┌─ Document

Debugging with RPM packages

With one of our internal web applications based on Ruby on Rails, we’ve discovered a file descriptor leak in one of the delayed job worker processes. The worker leaked descriptors whenever it invoked a message being send to the message bus using qpid-messaging.

Since we’re using gems compiled as C++ and C extensions, in order to find the root cause, I used the packages provided through the package manager and gdb.

Big thanks to Dan Callaghan who walked me through most of the process and then found the leak in the C++ sources.

TL;DR;

  • identify the leaking descriptors and reproduce it with lsof
  • attach strace to the process and identify file descriptors which are not being closed
  • install debuginfo packages for all dependencies
  • use gdb to figure out what is going on

Reproducer

I’ve used lsof and a friend wrote a small script to quickly monitor the worker process. Looking at the opened files of the process revealed a long list which looked like half closed sockets. It turned out later, that it wasn’t the same problem since the sockets were created, but never bound/connected.

I was unable to reproduce the problem on my local development environment, but found away to do it on our staging environment which resembles production much closer. So whenever I invoked an action in the UI which resulted in a message being sent, I was able to see another file descriptor leak with lsof.

Strace the process

With the reproducer at hand, I started to strace the process:

# Note we're not filtering system calls with -e here.
# Weirdly CLOSE was not reported when just filtering network calls
strace -s 1000 -p  -o strace_output_log.strace

Dan helped me looking through the produced log output, which revealed that the system under investigation created a socket and called getpeername right after it, without binding it resulting in a leaked file descriptor.

10971 socket(PF_INET, SOCK_STREAM, IPPROTO_IP) = 35
10971 getpeername(35, 0x7fffae712a90, [112]) = -1 ENOTCONN (Transport endpoint is not connected)

└─
┌─ Supplied data

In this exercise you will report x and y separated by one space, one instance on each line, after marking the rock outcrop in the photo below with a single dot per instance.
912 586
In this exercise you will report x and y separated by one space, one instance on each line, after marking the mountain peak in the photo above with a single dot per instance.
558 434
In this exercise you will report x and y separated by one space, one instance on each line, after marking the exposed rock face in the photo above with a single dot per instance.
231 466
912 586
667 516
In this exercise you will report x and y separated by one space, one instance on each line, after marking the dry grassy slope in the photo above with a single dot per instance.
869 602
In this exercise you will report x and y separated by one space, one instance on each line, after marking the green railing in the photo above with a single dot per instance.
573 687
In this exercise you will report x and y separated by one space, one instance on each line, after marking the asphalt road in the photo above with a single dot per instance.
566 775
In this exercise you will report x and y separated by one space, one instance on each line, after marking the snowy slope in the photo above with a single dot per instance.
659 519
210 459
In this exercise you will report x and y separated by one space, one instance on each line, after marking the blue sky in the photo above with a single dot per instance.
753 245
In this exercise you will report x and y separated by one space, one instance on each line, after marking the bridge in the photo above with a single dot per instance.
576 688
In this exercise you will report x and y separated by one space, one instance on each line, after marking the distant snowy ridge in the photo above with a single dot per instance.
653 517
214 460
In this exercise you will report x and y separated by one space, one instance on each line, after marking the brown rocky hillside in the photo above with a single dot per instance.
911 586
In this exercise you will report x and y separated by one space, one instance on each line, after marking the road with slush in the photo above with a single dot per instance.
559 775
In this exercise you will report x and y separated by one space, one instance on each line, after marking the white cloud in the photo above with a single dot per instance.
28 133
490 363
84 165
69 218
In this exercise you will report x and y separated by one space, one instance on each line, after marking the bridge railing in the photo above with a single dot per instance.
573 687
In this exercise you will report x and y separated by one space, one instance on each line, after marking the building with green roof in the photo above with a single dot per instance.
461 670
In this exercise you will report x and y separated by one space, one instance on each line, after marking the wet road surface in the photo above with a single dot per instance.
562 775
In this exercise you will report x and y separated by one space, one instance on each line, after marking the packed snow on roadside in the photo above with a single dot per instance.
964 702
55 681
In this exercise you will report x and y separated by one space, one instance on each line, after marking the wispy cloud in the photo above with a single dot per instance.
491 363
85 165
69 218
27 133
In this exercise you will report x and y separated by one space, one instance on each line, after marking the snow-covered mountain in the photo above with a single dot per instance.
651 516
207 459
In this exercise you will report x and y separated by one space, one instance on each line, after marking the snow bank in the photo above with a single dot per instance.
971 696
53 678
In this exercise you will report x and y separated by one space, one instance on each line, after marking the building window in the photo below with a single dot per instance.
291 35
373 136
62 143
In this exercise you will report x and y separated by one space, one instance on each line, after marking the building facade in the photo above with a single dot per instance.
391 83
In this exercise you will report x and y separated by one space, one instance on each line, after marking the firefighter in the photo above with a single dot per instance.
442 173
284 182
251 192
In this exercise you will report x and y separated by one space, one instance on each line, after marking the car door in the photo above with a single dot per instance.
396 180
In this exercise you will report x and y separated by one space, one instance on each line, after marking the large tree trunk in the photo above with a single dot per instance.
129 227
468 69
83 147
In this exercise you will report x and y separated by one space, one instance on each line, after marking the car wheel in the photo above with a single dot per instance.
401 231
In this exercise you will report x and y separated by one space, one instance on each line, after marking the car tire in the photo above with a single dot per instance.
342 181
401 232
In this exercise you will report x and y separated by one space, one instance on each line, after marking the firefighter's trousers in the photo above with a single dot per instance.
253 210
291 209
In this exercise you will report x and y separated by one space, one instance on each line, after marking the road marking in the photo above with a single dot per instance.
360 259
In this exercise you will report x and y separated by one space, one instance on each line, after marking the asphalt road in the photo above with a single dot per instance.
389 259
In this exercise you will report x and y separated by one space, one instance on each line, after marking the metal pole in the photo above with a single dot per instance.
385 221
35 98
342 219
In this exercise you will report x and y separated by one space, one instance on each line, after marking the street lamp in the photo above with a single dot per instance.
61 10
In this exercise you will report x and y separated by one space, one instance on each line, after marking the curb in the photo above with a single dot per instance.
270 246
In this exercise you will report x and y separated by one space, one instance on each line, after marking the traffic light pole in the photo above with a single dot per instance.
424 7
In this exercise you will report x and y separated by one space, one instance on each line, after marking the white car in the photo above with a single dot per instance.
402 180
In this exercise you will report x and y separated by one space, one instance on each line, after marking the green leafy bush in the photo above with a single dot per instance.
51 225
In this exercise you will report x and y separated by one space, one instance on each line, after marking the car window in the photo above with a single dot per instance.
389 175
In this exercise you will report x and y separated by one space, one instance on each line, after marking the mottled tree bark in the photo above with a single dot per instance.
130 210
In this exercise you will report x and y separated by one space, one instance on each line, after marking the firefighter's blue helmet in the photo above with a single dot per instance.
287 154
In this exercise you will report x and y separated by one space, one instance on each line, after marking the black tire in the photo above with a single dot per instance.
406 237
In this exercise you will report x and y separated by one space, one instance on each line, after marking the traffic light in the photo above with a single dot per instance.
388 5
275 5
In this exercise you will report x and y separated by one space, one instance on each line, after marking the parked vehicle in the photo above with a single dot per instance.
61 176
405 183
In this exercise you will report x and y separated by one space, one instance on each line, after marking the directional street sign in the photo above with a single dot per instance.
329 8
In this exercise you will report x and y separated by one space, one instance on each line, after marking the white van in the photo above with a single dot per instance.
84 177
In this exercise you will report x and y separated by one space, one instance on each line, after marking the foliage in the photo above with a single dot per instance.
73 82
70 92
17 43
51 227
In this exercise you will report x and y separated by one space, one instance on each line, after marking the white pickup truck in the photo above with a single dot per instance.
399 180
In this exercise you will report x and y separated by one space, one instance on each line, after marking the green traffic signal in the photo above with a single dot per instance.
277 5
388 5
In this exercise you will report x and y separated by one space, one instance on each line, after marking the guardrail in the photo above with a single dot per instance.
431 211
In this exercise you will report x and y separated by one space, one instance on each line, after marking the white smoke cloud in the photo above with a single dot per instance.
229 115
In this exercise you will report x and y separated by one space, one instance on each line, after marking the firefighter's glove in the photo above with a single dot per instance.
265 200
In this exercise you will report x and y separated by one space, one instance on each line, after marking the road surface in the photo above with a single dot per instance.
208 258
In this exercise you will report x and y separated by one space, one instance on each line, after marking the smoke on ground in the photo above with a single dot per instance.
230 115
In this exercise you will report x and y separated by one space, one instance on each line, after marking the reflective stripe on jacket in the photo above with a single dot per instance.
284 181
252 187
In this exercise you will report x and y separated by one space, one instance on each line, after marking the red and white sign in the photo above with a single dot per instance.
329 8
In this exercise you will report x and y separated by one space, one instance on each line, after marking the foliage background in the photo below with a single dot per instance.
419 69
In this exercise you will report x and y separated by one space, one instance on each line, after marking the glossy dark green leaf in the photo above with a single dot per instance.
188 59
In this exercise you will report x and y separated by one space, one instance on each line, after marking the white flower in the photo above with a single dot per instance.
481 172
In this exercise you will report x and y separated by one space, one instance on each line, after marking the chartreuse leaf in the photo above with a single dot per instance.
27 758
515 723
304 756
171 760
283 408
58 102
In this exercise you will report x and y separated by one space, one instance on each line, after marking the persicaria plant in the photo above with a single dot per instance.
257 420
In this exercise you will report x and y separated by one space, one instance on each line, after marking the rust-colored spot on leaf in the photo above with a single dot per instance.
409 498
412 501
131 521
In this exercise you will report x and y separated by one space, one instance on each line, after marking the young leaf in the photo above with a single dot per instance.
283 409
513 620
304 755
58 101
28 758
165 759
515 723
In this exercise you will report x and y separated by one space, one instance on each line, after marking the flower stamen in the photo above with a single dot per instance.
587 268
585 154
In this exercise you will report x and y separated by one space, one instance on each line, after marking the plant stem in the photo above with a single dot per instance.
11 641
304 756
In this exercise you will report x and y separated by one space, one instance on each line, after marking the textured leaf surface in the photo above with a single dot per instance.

└─

Goal:
Answer these questions using the page on debugging with RPM packages:
(a) In which environment was the author able to reproduce the leak?
(b) Which system call was made on the new socket right after it was created?
(c) Who found the leak in the C++ sources?
These data entries come from a separate source and are unrelated to the page.

Task response:
(a) The staging environment.
(b) getpeername.
(c) Dan Callaghan.